··· Available records ···
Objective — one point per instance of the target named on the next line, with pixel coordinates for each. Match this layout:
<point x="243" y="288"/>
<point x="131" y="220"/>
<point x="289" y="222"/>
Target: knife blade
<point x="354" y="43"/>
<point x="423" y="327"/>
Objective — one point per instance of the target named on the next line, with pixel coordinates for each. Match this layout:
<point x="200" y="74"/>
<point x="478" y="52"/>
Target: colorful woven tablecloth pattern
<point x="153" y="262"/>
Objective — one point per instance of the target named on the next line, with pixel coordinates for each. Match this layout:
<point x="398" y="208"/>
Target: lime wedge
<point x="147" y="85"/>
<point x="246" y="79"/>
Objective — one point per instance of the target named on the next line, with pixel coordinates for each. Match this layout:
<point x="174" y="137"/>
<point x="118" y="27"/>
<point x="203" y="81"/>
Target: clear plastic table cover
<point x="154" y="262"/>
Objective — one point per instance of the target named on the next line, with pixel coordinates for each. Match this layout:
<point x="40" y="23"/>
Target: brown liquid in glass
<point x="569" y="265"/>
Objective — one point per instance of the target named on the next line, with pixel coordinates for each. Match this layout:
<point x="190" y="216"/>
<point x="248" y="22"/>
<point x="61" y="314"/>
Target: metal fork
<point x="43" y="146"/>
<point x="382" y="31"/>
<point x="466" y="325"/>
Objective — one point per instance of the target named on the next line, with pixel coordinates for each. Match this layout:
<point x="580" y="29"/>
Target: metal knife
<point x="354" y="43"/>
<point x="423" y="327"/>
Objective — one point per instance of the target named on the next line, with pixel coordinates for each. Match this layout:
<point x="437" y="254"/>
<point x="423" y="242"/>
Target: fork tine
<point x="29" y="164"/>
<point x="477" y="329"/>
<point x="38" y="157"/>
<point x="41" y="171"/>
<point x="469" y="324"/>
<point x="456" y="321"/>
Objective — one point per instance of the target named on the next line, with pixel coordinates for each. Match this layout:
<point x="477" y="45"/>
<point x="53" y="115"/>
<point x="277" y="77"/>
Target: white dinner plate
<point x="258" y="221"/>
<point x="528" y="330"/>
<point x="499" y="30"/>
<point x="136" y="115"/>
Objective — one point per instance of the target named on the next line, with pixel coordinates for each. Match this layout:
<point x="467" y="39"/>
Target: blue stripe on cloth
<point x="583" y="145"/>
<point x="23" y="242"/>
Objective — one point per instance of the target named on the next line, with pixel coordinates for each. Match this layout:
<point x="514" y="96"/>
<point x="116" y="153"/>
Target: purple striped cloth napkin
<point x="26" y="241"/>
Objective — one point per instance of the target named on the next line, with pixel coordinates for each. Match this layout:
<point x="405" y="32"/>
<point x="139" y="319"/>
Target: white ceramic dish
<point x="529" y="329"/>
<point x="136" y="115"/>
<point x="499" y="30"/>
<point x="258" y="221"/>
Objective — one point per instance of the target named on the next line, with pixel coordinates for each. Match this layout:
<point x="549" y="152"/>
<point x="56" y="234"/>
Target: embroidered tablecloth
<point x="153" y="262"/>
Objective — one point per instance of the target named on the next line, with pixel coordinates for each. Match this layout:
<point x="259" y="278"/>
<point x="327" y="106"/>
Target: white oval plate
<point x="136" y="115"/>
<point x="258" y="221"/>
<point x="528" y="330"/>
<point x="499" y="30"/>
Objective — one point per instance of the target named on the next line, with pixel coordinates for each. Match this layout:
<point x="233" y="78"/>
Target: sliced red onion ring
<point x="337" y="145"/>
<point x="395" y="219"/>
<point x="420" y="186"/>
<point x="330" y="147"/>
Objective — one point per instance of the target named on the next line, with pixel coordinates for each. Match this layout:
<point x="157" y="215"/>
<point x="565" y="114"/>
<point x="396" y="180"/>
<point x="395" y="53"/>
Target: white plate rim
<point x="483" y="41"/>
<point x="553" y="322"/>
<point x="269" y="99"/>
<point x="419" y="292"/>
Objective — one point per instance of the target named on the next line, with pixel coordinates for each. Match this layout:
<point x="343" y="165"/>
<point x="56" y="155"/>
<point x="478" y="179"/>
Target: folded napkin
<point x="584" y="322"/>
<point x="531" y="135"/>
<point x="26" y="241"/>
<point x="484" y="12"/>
···
Exercise objective:
Recopy the entries above in their entirety, exactly.

Output for this task:
Objective — one point per instance of the target named on the next line, with pixel coordinates for each. Match this layout:
<point x="243" y="288"/>
<point x="131" y="220"/>
<point x="289" y="222"/>
Target: knife blade
<point x="354" y="43"/>
<point x="423" y="327"/>
Objective — one point per instance of the target named on the next line, with pixel coordinates for each. Match this layout:
<point x="200" y="74"/>
<point x="478" y="52"/>
Target: colorful woven tablecloth pattern
<point x="153" y="262"/>
Objective — one point per instance of the target named on the next line, with pixel coordinates for each. Match this layout:
<point x="398" y="208"/>
Target: lime wedge
<point x="147" y="85"/>
<point x="246" y="79"/>
Objective — one point per instance of the target named on the next line, with pixel coordinates for each. Match this layout:
<point x="174" y="137"/>
<point x="118" y="27"/>
<point x="203" y="81"/>
Target: clear plastic table cover
<point x="154" y="262"/>
Objective — one point per instance of the target named on the next line, with pixel coordinates for each. Match this layout:
<point x="40" y="23"/>
Target: brown liquid in glass
<point x="569" y="265"/>
Objective — one point per instance of the target named on the next line, with pixel coordinates for each. Match this layout:
<point x="190" y="216"/>
<point x="248" y="22"/>
<point x="61" y="314"/>
Target: metal fork
<point x="43" y="146"/>
<point x="382" y="31"/>
<point x="466" y="325"/>
Objective — one point per instance of the target named on the next line, with pixel coordinates for each. Match this layout:
<point x="580" y="29"/>
Target: metal knife
<point x="354" y="43"/>
<point x="423" y="327"/>
Objective — one point per instance of the target named on the next line, with pixel coordinates for each. Match this layout:
<point x="437" y="254"/>
<point x="423" y="242"/>
Target: fork tine
<point x="29" y="164"/>
<point x="477" y="329"/>
<point x="38" y="157"/>
<point x="41" y="171"/>
<point x="469" y="324"/>
<point x="456" y="321"/>
Objective — one point per instance of the target named on the next line, with pixel coordinates for each. Match this layout:
<point x="477" y="45"/>
<point x="53" y="115"/>
<point x="277" y="77"/>
Target: white dinner plate
<point x="258" y="221"/>
<point x="528" y="330"/>
<point x="499" y="30"/>
<point x="136" y="115"/>
Objective — one point per instance of the target named on the next line, with pixel coordinates for each. Match this layout:
<point x="467" y="39"/>
Target: blue stripe on cloth
<point x="583" y="145"/>
<point x="23" y="242"/>
Objective — one point per instance of the target named on the next line, with pixel coordinates for each. Match this layout:
<point x="514" y="96"/>
<point x="116" y="153"/>
Target: purple striped cloth napkin
<point x="26" y="241"/>
Objective — one point per instance of the target named on the next line, with pixel coordinates for each. Match this layout:
<point x="405" y="32"/>
<point x="139" y="319"/>
Target: white ceramic dish
<point x="529" y="329"/>
<point x="136" y="115"/>
<point x="499" y="30"/>
<point x="258" y="221"/>
Objective — one point per instance of the target named on the next line, with pixel coordinates for each. Match this layout:
<point x="549" y="152"/>
<point x="56" y="234"/>
Target: embroidered tablecloth
<point x="153" y="262"/>
Objective — one point per instance of the target named on the next line, with pixel coordinates for each. Match this layout:
<point x="259" y="278"/>
<point x="327" y="106"/>
Target: white oval plate
<point x="136" y="115"/>
<point x="258" y="221"/>
<point x="528" y="330"/>
<point x="499" y="30"/>
Objective — one point per instance of the target named on the next line, with pixel coordinates for each. Match this layout:
<point x="233" y="78"/>
Target: sliced red onion ring
<point x="337" y="145"/>
<point x="395" y="219"/>
<point x="420" y="186"/>
<point x="330" y="147"/>
Objective — one point per instance of the target named on the next line, with pixel coordinates for each. Match this layout:
<point x="157" y="215"/>
<point x="565" y="114"/>
<point x="396" y="180"/>
<point x="395" y="53"/>
Target: white plate rim
<point x="483" y="41"/>
<point x="553" y="322"/>
<point x="269" y="99"/>
<point x="419" y="292"/>
Objective — one point per instance of the target named on the next line, with pixel coordinates for each. Match this layout:
<point x="343" y="165"/>
<point x="56" y="155"/>
<point x="478" y="179"/>
Target: folded napkin
<point x="584" y="322"/>
<point x="531" y="135"/>
<point x="26" y="241"/>
<point x="484" y="12"/>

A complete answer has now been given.